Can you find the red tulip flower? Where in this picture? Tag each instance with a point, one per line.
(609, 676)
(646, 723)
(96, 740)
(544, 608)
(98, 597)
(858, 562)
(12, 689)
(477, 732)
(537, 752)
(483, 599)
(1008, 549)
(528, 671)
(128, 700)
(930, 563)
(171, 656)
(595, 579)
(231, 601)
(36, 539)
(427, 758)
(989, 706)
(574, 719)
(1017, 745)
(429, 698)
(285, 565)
• • • • • • •
▶ [TASK STATEMENT]: Please copy each record shown above exactly.

▶ [TASK RESULT]:
Can you find the red tulip flower? Where in this picture? Tag each instance with a point, one per line.
(609, 676)
(646, 723)
(96, 740)
(544, 608)
(98, 597)
(858, 562)
(12, 689)
(477, 732)
(537, 752)
(483, 599)
(1008, 549)
(528, 671)
(128, 700)
(930, 563)
(171, 656)
(595, 579)
(231, 601)
(36, 539)
(427, 758)
(989, 706)
(574, 719)
(1017, 745)
(429, 698)
(285, 565)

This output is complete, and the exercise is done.